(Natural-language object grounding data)
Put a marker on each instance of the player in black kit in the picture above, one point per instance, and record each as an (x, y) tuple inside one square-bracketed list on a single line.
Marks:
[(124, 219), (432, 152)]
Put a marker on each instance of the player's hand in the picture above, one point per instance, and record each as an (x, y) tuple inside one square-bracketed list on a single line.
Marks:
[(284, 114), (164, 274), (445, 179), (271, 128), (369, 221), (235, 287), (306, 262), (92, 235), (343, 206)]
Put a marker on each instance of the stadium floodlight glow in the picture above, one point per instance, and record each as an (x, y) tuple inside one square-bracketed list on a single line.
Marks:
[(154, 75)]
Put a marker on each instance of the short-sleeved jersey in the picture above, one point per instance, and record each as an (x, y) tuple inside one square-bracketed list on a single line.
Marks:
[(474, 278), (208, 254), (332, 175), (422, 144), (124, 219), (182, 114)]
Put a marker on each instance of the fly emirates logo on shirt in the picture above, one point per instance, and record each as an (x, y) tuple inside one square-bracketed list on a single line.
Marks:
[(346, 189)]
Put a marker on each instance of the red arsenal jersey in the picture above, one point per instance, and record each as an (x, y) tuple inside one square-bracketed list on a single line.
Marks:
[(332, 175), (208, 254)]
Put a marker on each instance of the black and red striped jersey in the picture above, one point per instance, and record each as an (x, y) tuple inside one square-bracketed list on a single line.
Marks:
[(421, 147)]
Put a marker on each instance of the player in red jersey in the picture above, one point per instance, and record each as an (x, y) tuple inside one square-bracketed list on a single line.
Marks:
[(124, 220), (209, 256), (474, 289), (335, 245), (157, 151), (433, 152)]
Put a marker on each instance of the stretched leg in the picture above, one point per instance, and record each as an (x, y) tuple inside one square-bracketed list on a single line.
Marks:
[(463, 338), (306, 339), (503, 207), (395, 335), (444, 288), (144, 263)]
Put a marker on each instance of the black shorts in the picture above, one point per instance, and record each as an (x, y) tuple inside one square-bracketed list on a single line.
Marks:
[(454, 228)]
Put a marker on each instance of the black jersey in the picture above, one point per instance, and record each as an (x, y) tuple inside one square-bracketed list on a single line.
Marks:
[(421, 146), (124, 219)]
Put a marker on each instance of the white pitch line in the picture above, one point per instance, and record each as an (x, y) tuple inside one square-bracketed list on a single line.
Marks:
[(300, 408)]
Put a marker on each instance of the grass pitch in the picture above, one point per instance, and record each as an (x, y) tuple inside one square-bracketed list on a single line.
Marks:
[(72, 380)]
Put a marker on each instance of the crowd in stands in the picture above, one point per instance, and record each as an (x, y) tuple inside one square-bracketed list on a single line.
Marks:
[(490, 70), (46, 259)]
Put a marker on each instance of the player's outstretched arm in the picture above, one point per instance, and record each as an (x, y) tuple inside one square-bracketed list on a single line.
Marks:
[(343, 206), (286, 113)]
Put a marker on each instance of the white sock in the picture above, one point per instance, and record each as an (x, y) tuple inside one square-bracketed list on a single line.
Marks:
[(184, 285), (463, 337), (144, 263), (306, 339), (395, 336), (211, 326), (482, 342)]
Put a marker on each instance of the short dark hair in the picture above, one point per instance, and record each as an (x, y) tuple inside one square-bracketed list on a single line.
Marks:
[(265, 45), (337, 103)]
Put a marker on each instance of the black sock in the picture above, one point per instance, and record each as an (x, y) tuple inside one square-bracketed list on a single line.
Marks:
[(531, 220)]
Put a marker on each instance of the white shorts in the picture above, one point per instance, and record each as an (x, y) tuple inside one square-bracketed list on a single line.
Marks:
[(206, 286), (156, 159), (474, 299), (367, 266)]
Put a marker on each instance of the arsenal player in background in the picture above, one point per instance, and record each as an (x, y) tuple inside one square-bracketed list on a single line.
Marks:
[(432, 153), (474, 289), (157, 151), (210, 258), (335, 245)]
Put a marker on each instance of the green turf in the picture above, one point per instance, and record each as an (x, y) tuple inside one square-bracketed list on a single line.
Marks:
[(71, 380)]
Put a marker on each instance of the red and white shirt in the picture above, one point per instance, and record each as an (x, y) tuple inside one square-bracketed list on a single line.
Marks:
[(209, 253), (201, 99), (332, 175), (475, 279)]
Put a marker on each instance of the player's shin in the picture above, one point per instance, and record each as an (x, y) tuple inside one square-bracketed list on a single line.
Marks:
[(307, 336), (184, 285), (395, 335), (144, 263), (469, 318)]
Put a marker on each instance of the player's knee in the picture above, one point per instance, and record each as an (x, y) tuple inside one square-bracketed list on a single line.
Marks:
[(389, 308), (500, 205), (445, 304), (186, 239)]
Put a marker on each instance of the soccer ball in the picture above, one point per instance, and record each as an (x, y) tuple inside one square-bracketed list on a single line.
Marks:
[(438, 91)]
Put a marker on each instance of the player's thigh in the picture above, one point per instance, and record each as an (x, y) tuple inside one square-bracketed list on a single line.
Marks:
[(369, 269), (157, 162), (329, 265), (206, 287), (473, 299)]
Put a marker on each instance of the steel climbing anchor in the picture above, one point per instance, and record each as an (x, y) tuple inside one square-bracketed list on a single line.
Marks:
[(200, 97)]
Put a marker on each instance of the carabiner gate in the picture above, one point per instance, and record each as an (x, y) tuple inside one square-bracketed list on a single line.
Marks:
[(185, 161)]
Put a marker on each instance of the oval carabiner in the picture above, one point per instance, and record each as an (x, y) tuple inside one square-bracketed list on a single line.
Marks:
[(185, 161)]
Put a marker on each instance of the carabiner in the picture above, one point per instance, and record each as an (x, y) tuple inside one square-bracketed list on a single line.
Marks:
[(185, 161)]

About this exercise =
Your answer should be every entry above, repeated exactly.

Answer below =
Put a marker on each instance of the player in black kit in the picture above, one point per instance, and record each as an (x, y) tuple inside one square-bracketed list on a single line.
Marks:
[(124, 219), (432, 152)]
Put a marker on each instance of the player's hand in the picture above, one point per instance, and record each as an (x, y) tuple inside one square-bracketed list on a single line.
Marks:
[(284, 114), (164, 274), (445, 179), (271, 128), (369, 221), (235, 287), (306, 262), (92, 235), (343, 206)]
Put a marker on each instance of the stadium floodlight glow in the picture above, one point per instance, and record each as an (x, y) tuple inside one square-bracketed list on a single line.
Marks:
[(154, 75)]
Put a marker on each instance of the short-sleeved jersey in the picture above, one point per instance, and record each as an (x, y) tuple inside one square-bracketed list on a single line.
Marks:
[(474, 278), (208, 254), (332, 175), (422, 144), (124, 219), (182, 114)]
Put a marker on each instance of the fly emirates logo on shirt in the picture above, one point per instance, and record each as an (x, y) tuple inside one square-bracketed list on a single line.
Marks:
[(346, 189)]
Put a marker on each instance of the red arsenal jersey in the picture above, one point per instance, and record each as an (x, y) tuple inside one square-bracketed list on a single line.
Marks:
[(332, 175), (208, 254)]
Put a marker on each instance of the black and red striped jersey in the picture above, one point per instance, and record each as an (x, y) tuple inside one square-bracketed list on a single line.
Marks:
[(421, 147)]
Put a marker on each instance of the player in red jersey in the picture above, one point per instance, and record each as an (x, y) tuple inside one square-bracketed list on a single line.
Marks:
[(124, 220), (209, 256), (474, 289), (335, 245), (157, 151), (433, 152)]
Put a marker on each instance of the stretched leg in the picture above, one point per instance, and record each as an (x, y) tuple inside one square-bracketed list on a single line.
Marks:
[(463, 338), (306, 339), (503, 207), (395, 335), (444, 288), (144, 263)]
Put a marker on each instance of the black shorts in the picture above, one point per instance, and record each as an (x, y) tuple inside one square-bracketed list on a single line.
Marks:
[(454, 228)]
Put a marker on each instance of the black jersey in the picture above, one point per instance, and record each as an (x, y) tuple inside one square-bracketed list on a single line.
Marks:
[(421, 146), (124, 219)]
Put a marker on each instance of the white pitch line in the picture above, one point per instance, and record each as an (x, y) tuple inside one square-bracketed list on a single line.
Marks:
[(300, 408)]
Put a marker on each instance of the grass pitch in the picture above, one point per instance, and record each as an (x, y) tuple inside one square-bracketed list on a single line.
Marks:
[(72, 380)]
Put a marker on each instance of the crowd in stands in the picture above, one point per instance, and record each as an (x, y) tuple inside one square-bracketed list on a single line.
Marks:
[(490, 70), (46, 259)]
Put a marker on each instance of the player's outstretched arm in the picture above, one point per instance, and record each as an (x, y) tuple inside one square-bracketed list on a single line.
Marks:
[(343, 206), (286, 113)]
Put a marker on each instance of the white sock in the picture above, one point per instance, and record each as an (x, y) tuple inside one square-bracketed list on a single line.
Marks:
[(184, 285), (463, 337), (144, 263), (306, 339), (395, 336), (211, 326), (482, 342)]
Put a marker on each instance of the short dark hair in the picture above, one point per instance, and record each as an (x, y) tuple inside one square-bracketed list on a single line.
Marks:
[(265, 45), (337, 103)]
Put a marker on each instance of the black sock in the picture above, one point per instance, and record each as an (x, y) tuple inside one square-bracketed list on a single line.
Marks:
[(531, 220)]
Put a marker on each instance of the white shorts in the picture above, one point per instance, and record each as an (x, y) tuple inside one square-bracketed list on a single line.
Marks:
[(206, 286), (156, 159), (474, 299), (367, 266)]
Put a marker on each instance of the arsenal player in background in the picture above, one point per instance, and record each as an (x, y) tuple inside one square-bracketed list on a single line.
Marks:
[(432, 153), (474, 289), (157, 151), (210, 258), (335, 245)]
Put a marker on each instance of the green turf in the picture above, one point per instance, and record each as an (x, y) tuple inside one square-bracketed list on a single line.
Marks:
[(71, 380)]
Put a marker on each instance of the red and white shirt in the picture above, one point per instance, and record each as an (x, y) tuple inside one square-bracketed list on a single line.
Marks:
[(209, 253), (201, 99), (332, 175), (475, 279)]
Put a marker on each instance of the player's shin in the picture above, one point per instance, and record each as an (x, y) tuple inside one square-bracketed list on a single line.
Marks:
[(307, 336), (184, 285), (395, 335), (144, 263), (469, 318)]
Put a marker on each instance of the player's knee in the picture above, one point per instance, and record each as an (x, y) tuple inside one square-bracketed list on a single line.
Marks:
[(389, 308), (500, 205), (445, 304), (186, 239)]
Put a marker on each instance of the soccer ball in the picture above, one point per instance, and record each as an (x, y) tuple inside one square-bracketed list on a single line.
Marks:
[(438, 91)]
Put a marker on each instance of the player's thigh in the picture above, one point per instance, and record each as an (x, y) tuple inside one square-bracketed list on a single line.
Marks:
[(369, 269), (157, 162), (329, 265), (206, 287), (473, 299)]
Put a marker on each instance of the steel climbing anchor in the picture above, one point per instance, and record each as an (x, y) tuple inside one square-bracketed list on a single line.
Marks:
[(200, 97)]
Put a marker on each instance of the carabiner gate in the picture above, one point per instance, and record each as an (x, y) tuple inside one square-bracketed list on a single line.
Marks:
[(185, 161)]
Put a marker on each instance of the oval carabiner in the picture above, one point per instance, and record each as an (x, y) tuple inside one square-bracketed list on a single line.
Marks:
[(185, 161)]
Put a marker on each instance of the carabiner in the picture above, one point per instance, and record each as an (x, y) tuple inside one square-bracketed list on a single line.
Marks:
[(185, 161)]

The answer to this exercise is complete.